• TASK REQUIREMENTS: Reproduce the data verbatim, starting at the line that contains "object=shirtless man" and ending at the line that contains "[69,0,576,383]", with both of those lines included.

╭─ GIVEN RECORDS

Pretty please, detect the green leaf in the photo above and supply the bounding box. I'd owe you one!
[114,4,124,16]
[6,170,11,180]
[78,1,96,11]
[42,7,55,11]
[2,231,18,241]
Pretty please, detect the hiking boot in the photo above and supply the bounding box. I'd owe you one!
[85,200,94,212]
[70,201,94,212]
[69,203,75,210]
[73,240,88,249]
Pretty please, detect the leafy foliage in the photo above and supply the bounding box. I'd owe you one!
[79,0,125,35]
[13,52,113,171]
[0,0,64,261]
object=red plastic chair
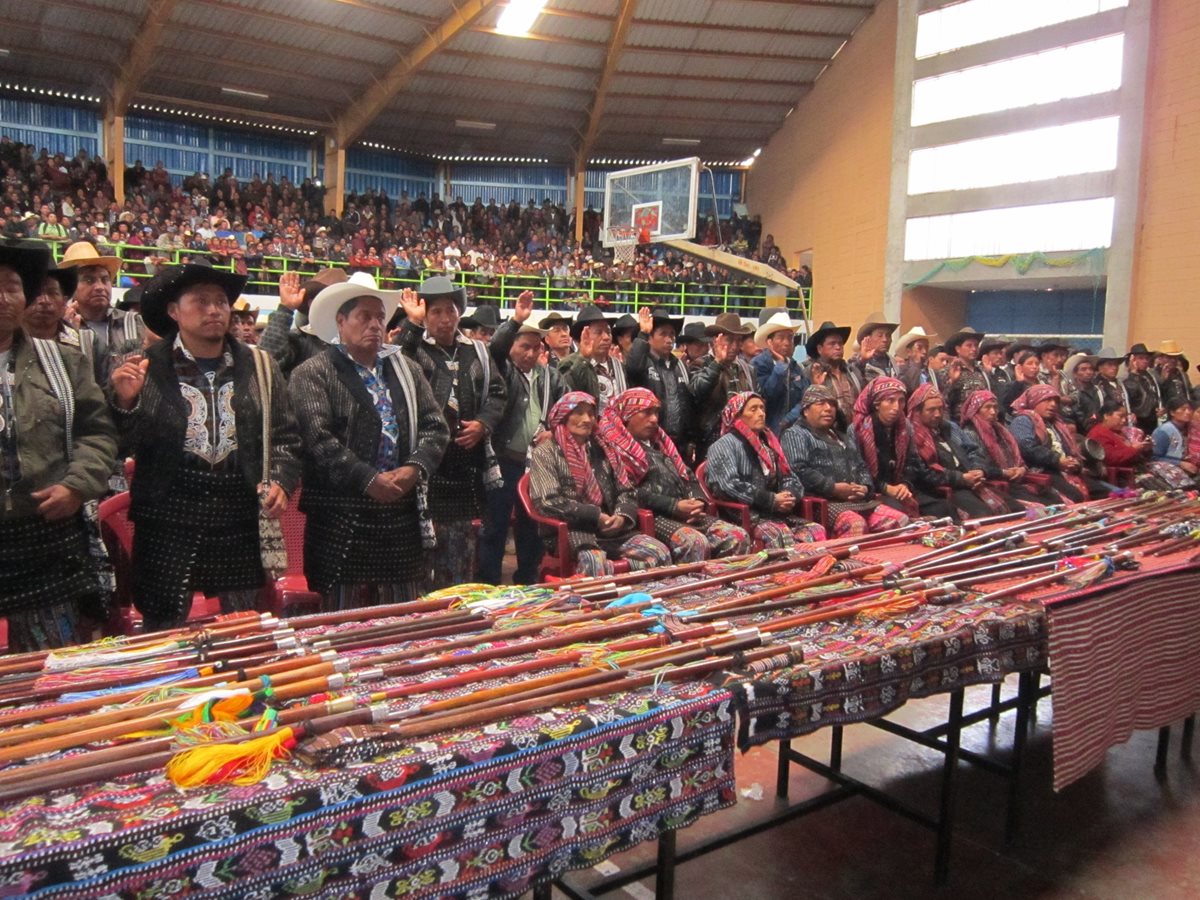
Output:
[517,473,654,581]
[263,488,324,617]
[100,491,237,635]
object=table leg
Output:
[934,688,962,884]
[1154,725,1171,781]
[775,740,792,800]
[654,832,676,900]
[1004,672,1038,842]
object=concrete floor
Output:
[554,677,1200,900]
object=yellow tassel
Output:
[167,727,296,788]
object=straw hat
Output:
[59,241,121,281]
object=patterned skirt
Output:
[304,490,425,598]
[131,466,263,622]
[0,516,100,653]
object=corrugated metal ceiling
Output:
[0,0,875,162]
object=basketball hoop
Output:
[607,226,637,265]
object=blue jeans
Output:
[479,456,546,584]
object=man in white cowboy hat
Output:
[750,310,809,434]
[851,312,900,384]
[59,241,145,384]
[288,272,455,610]
[396,275,508,590]
[895,325,937,394]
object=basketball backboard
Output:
[601,156,700,247]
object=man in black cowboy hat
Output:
[938,326,989,421]
[676,322,712,378]
[0,240,116,653]
[625,306,694,451]
[691,312,755,463]
[979,337,1013,397]
[112,264,300,631]
[558,306,629,414]
[396,275,508,590]
[458,304,500,343]
[538,312,575,366]
[258,268,348,378]
[1123,343,1163,434]
[797,322,864,421]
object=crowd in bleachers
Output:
[0,138,812,314]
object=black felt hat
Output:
[142,262,246,337]
[0,240,51,306]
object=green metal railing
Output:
[42,242,812,319]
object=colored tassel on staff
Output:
[167,727,296,788]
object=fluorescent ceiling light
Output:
[496,0,546,37]
[221,88,271,100]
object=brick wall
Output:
[746,0,896,325]
[1129,0,1200,361]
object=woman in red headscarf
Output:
[529,391,671,577]
[704,391,826,547]
[596,388,750,563]
[959,391,1062,504]
[1008,384,1112,503]
[854,377,954,518]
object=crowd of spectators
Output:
[0,137,812,314]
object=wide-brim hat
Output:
[571,306,612,341]
[754,310,800,347]
[538,310,571,331]
[892,325,937,356]
[417,275,467,314]
[304,272,401,343]
[142,263,246,337]
[612,312,642,337]
[676,322,713,344]
[458,304,500,331]
[59,241,121,281]
[704,312,754,337]
[804,322,851,359]
[0,240,52,306]
[946,325,988,353]
[648,306,683,336]
[46,268,79,300]
[854,312,900,343]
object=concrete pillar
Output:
[325,134,346,216]
[102,110,125,204]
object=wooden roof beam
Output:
[575,0,637,170]
[334,0,496,148]
[108,0,176,115]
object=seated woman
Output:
[998,348,1042,422]
[1009,384,1112,503]
[854,377,954,518]
[781,384,908,538]
[596,388,750,563]
[908,384,1024,518]
[959,391,1062,504]
[704,391,826,547]
[1151,397,1200,487]
[529,391,671,577]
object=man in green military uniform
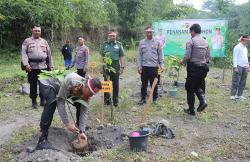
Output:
[100,30,125,107]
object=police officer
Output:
[22,25,53,108]
[36,73,102,150]
[72,37,89,77]
[100,30,125,107]
[137,27,163,105]
[61,40,72,70]
[181,24,211,115]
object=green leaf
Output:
[74,100,89,108]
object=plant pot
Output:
[168,89,178,97]
[176,81,185,87]
[128,131,149,151]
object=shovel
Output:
[140,78,158,131]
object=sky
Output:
[174,0,248,10]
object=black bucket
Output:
[128,131,149,151]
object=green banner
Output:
[153,19,228,57]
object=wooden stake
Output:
[101,94,104,125]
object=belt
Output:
[29,59,46,62]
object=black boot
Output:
[31,98,37,109]
[184,108,195,116]
[184,91,195,115]
[196,91,207,112]
[138,99,146,105]
[36,130,55,150]
[40,98,45,106]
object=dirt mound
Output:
[12,125,127,162]
[13,150,82,162]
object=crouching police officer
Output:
[36,73,102,150]
[22,25,53,108]
[137,27,163,105]
[181,24,211,115]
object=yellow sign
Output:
[89,61,97,68]
[100,81,113,93]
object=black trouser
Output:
[28,69,45,102]
[77,69,86,78]
[103,60,120,104]
[72,97,82,127]
[141,66,158,101]
[40,84,56,132]
[185,63,209,109]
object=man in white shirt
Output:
[230,35,250,100]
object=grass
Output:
[0,51,250,162]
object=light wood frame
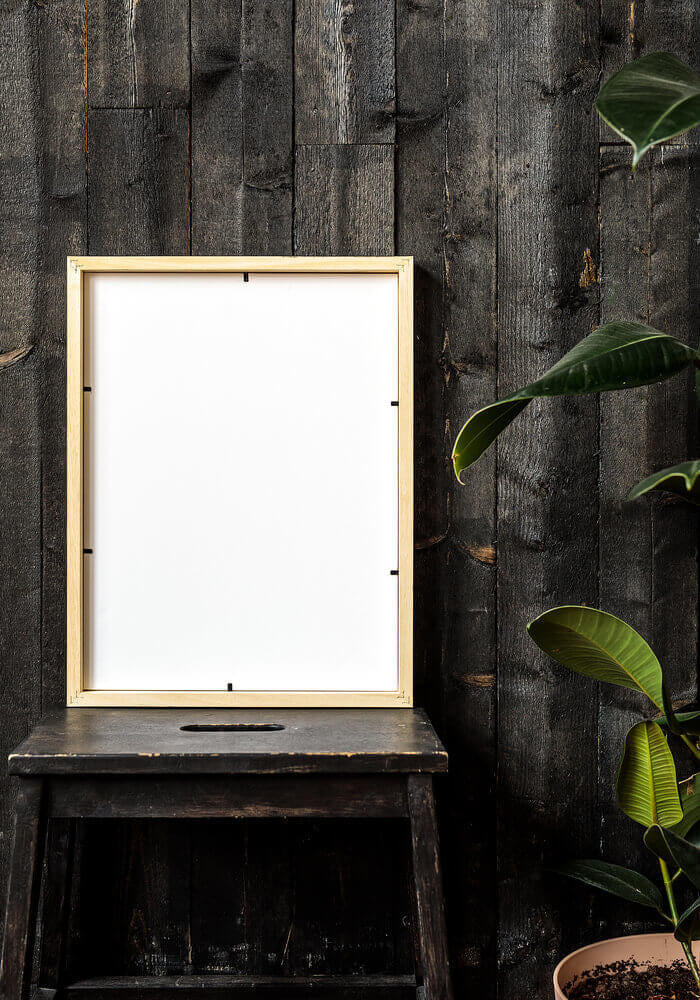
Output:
[66,257,413,708]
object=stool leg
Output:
[408,774,452,1000]
[39,819,75,990]
[0,778,45,1000]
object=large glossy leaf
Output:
[673,774,700,847]
[617,722,683,827]
[627,461,700,505]
[674,899,700,943]
[596,52,700,167]
[0,346,32,369]
[527,604,663,708]
[452,322,698,481]
[654,711,700,736]
[552,859,664,913]
[644,824,678,868]
[644,825,700,889]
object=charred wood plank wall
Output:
[0,0,700,1000]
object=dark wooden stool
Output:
[0,708,451,1000]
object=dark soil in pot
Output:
[565,961,700,1000]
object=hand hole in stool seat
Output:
[180,722,284,733]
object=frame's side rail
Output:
[66,257,413,708]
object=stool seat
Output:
[0,708,451,1000]
[8,708,447,776]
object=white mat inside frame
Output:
[83,273,399,692]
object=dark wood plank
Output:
[598,146,658,934]
[88,109,189,254]
[49,774,406,819]
[599,0,700,934]
[440,0,498,1000]
[192,0,294,254]
[10,708,447,775]
[285,820,413,975]
[290,121,402,973]
[294,145,394,256]
[242,0,294,254]
[66,975,416,1000]
[80,97,190,973]
[190,821,249,976]
[34,0,87,711]
[408,775,452,1000]
[39,819,75,990]
[191,0,244,254]
[87,0,190,108]
[641,144,700,704]
[497,0,599,997]
[395,0,450,730]
[0,778,46,1000]
[600,0,700,78]
[76,820,191,976]
[0,0,78,944]
[294,0,395,145]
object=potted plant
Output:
[452,52,700,1000]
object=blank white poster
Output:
[84,273,398,691]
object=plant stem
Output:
[659,858,700,988]
[681,736,700,760]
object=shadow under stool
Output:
[0,708,451,1000]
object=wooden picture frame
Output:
[66,257,413,708]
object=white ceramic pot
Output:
[554,934,700,1000]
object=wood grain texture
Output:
[438,0,498,1000]
[0,778,46,1000]
[66,974,416,1000]
[0,2,71,948]
[88,109,189,254]
[288,127,400,974]
[192,0,294,254]
[76,92,190,974]
[294,146,394,255]
[39,819,75,990]
[87,0,190,108]
[408,775,452,1000]
[598,146,658,933]
[0,0,700,1000]
[294,0,396,145]
[497,0,598,997]
[395,0,451,724]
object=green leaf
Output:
[527,605,663,708]
[644,826,700,889]
[654,712,700,736]
[655,681,683,736]
[452,321,698,482]
[552,859,664,913]
[673,774,700,846]
[644,824,678,868]
[595,52,700,168]
[617,722,683,827]
[627,461,700,505]
[0,345,32,370]
[674,899,700,944]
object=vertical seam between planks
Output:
[187,0,192,257]
[593,0,603,850]
[290,0,297,257]
[85,0,90,253]
[492,3,501,988]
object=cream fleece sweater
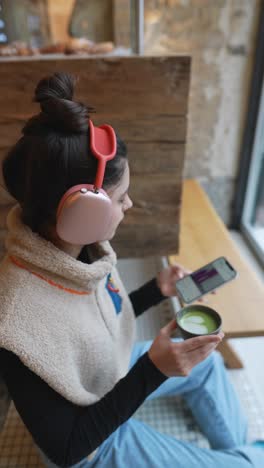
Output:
[0,205,135,405]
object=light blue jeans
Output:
[40,339,264,468]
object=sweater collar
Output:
[5,204,116,291]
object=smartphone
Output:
[176,257,237,304]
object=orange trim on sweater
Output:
[9,255,92,296]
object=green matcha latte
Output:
[179,310,218,335]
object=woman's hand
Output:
[157,263,216,302]
[148,319,224,377]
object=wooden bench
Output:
[168,179,264,368]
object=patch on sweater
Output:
[105,273,122,314]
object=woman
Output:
[0,73,264,468]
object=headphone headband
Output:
[89,119,117,189]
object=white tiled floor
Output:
[118,232,264,446]
[230,231,264,414]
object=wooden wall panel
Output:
[0,56,190,257]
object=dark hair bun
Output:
[31,72,94,133]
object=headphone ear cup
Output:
[56,186,112,245]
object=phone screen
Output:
[176,257,236,303]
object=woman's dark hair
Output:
[3,73,127,235]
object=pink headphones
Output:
[56,119,117,245]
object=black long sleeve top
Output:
[0,279,167,467]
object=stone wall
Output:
[145,0,260,224]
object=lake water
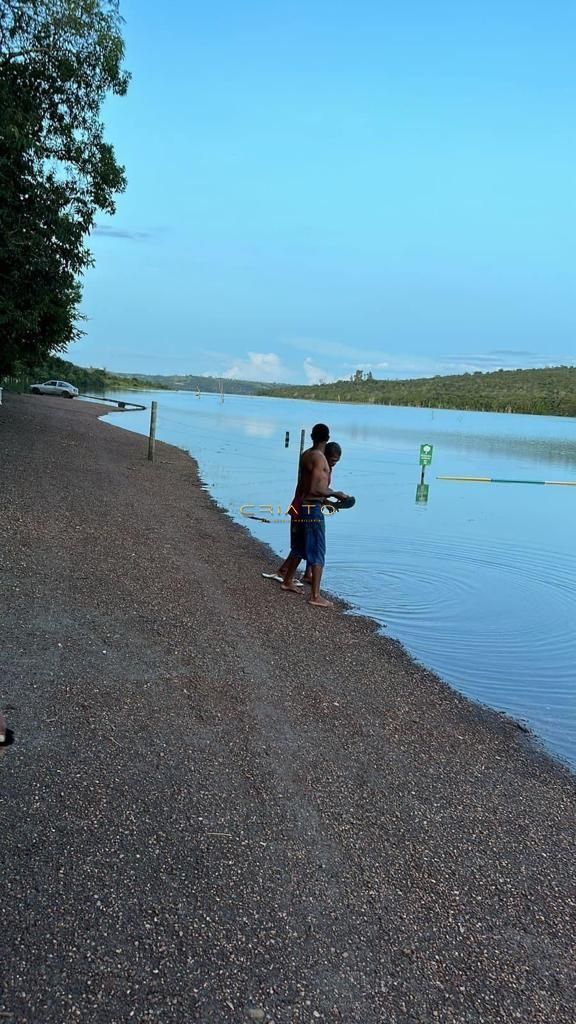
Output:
[100,392,576,765]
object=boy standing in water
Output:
[282,432,348,608]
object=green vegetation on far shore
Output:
[260,367,576,417]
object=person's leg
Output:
[281,517,305,594]
[280,552,301,594]
[306,505,332,608]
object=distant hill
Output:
[115,374,272,394]
[260,367,576,417]
[3,355,281,395]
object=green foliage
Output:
[0,355,149,395]
[265,367,576,416]
[0,0,128,374]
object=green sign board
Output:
[420,444,434,466]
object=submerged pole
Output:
[148,401,158,462]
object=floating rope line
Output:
[437,476,576,487]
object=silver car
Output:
[30,381,78,398]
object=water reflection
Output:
[104,392,576,764]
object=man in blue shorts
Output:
[282,423,348,608]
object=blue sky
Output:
[70,0,576,382]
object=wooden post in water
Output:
[148,401,158,462]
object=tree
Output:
[0,0,128,374]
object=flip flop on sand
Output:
[262,572,303,587]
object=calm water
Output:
[103,392,576,765]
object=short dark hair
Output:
[311,423,330,444]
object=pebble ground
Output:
[0,394,576,1024]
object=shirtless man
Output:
[282,423,348,608]
[262,440,342,587]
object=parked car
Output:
[30,381,78,398]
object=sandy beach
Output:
[0,393,576,1024]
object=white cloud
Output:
[222,352,293,383]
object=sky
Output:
[69,0,576,383]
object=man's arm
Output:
[310,453,347,501]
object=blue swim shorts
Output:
[290,504,326,565]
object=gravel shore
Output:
[0,394,576,1024]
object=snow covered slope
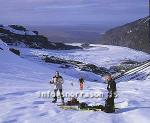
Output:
[0,41,150,123]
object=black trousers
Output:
[54,89,64,101]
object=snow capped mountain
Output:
[0,40,150,123]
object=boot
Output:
[61,96,65,105]
[52,97,57,103]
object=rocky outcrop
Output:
[0,25,81,50]
[43,56,109,76]
[100,17,150,53]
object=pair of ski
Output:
[57,101,128,111]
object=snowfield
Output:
[0,41,150,123]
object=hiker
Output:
[50,71,64,104]
[106,75,116,96]
[104,93,115,113]
[79,77,84,90]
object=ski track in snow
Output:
[0,42,150,123]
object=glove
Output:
[49,81,54,84]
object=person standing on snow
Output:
[50,71,64,104]
[106,75,117,96]
[79,77,84,90]
[104,93,115,113]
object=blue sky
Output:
[0,0,149,25]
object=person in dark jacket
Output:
[79,77,84,90]
[50,71,64,104]
[107,75,117,95]
[104,93,115,113]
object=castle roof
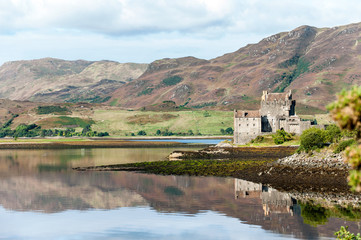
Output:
[235,110,261,118]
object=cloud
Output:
[0,0,361,63]
[0,0,232,35]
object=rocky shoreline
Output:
[273,151,350,170]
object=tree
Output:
[327,86,361,192]
[272,129,292,144]
[300,127,324,152]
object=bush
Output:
[333,139,356,153]
[300,127,325,152]
[334,226,361,240]
[323,124,341,143]
[251,136,264,143]
[272,129,292,145]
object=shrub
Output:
[323,124,341,143]
[333,139,356,153]
[251,136,264,143]
[300,127,324,152]
[272,129,292,145]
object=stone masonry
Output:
[233,91,312,144]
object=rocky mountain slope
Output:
[0,23,361,114]
[109,23,361,111]
[0,58,147,102]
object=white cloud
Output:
[0,0,361,63]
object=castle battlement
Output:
[234,91,311,144]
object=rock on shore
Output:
[274,151,350,170]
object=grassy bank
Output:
[88,110,233,136]
[75,159,272,177]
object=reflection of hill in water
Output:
[0,149,360,239]
[0,175,148,212]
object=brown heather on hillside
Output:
[109,23,361,112]
[0,58,147,102]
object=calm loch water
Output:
[0,148,361,240]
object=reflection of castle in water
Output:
[234,178,296,216]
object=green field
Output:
[92,110,233,136]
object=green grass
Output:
[104,160,272,176]
[92,110,233,136]
[244,134,300,147]
[0,138,89,143]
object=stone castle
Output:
[233,91,312,144]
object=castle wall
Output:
[233,117,262,144]
[234,91,324,144]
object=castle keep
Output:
[234,91,311,144]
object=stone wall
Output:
[233,117,262,144]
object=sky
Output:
[0,0,361,64]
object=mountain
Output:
[109,23,361,112]
[0,58,147,102]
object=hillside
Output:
[0,58,147,102]
[109,23,361,113]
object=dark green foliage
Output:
[251,135,264,143]
[323,124,341,143]
[333,139,356,153]
[164,186,184,196]
[117,160,271,176]
[334,226,361,240]
[36,106,70,115]
[155,129,194,136]
[272,129,292,144]
[300,127,325,152]
[162,75,183,86]
[2,114,19,128]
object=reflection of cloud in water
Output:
[234,179,296,216]
[0,207,291,240]
[0,176,148,212]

╰─

• TASK OUTPUT:
object=shirtless man
Output:
[282,423,348,608]
[262,440,342,587]
object=parked car
Output:
[30,381,78,398]
object=sandy beach
Output:
[0,393,576,1024]
object=white cloud
Output:
[222,352,293,383]
object=sky
Output:
[69,0,576,383]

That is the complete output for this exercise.